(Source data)
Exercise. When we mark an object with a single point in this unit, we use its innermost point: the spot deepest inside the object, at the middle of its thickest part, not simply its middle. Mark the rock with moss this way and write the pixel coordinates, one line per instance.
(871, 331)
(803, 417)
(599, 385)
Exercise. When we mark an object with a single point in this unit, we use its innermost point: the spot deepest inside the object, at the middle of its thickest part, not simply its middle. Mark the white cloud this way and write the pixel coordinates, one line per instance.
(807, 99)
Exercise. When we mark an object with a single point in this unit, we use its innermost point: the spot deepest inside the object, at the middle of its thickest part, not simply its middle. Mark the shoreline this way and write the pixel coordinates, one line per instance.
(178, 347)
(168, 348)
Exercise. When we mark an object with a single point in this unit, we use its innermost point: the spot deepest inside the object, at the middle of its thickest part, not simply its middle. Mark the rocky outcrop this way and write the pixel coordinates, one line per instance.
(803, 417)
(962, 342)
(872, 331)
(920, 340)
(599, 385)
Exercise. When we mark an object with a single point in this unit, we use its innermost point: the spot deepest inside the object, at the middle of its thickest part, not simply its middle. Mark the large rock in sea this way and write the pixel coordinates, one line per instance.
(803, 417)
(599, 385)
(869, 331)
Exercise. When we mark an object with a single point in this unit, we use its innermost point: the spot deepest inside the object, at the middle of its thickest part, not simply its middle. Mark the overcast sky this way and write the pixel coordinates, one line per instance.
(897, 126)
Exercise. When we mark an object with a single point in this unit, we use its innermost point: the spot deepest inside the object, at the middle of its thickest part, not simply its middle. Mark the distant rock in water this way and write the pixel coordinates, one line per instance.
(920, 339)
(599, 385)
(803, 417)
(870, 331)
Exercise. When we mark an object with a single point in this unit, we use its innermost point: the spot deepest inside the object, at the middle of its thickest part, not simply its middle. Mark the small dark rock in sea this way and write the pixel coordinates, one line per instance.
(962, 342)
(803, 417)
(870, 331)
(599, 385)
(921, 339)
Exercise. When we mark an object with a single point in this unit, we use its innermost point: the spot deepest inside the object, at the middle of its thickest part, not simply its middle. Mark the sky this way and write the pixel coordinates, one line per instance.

# [Problem statement]
Each record above, in full: retype it verbatim.

# [Result below]
Exercise. When we mark an object with a single point in this unit, we use its innermost point: the spot deepest inside the object, at the middle of its thickest part, not simply its middle. Mark the rock with moss this way and write the pixel coordinates, one line per instance.
(871, 331)
(803, 417)
(599, 385)
Exercise. When we mark an object with a single point in this unit, we use its innermost point: the spot deepest inside the object, at the middle of its thickest part, not simply its middle. Mark the white cloud this way and write the pixel coordinates, one line per instance.
(807, 99)
Exercise. When we mark an object with a single point in this unit, we use its innermost point: the spot deepest inside the object, at the middle of its thickest part, not simply its middle. Mark the shoreline this way and write the pixel coordinates, one line per instance.
(178, 347)
(168, 348)
Exercise. When we mark an object with a single point in this unit, we use its innermost point: the spot deepest inside the object, at the middle of its thickest part, not simply its middle. Mark the rocky outcrop this way and write the pixel coordinates, one line per instance.
(803, 417)
(962, 342)
(872, 331)
(920, 340)
(599, 385)
Exercise. When we mark an object with a single point in this unit, we use its innermost point: the spot deepest inside the object, at the middle of its thickest part, not simply its middle. Mark the large rock in sea this way and write the pixel coordinates, one line per instance.
(803, 417)
(599, 385)
(869, 331)
Exercise. When we mark an object with a single point in this unit, we use its innermost point: the spot deepest inside the object, at the middle of its thickest part, not simply its middle. Mark the overcast sky this way and write the pixel coordinates, one line per instance.
(897, 126)
Exercise. When we mark an object with a single point in this unit, we use its innermost point: the spot deepest inside the object, at the middle of its thickest part, not simply its middle. Mark the distant rock in water this way and write the pixel coordinates, one line per instance.
(920, 339)
(599, 385)
(803, 417)
(870, 331)
Exercise. When we mark an object with a single point in this unit, we use its innermost point: the spot deepest inside the object, at the middle of its thickest part, not simply its middle. Mark the small dark rock in sea this way and write the pixel coordinates, one line per instance.
(962, 342)
(803, 417)
(870, 331)
(599, 385)
(921, 339)
Exercise. When we mark an object with a single point in this unit, we use its innermost point: the spot deepest inside the object, at the middle of its thickest part, not simply its middle. Mark the sky this way and write the pixel coordinates, one line per instance.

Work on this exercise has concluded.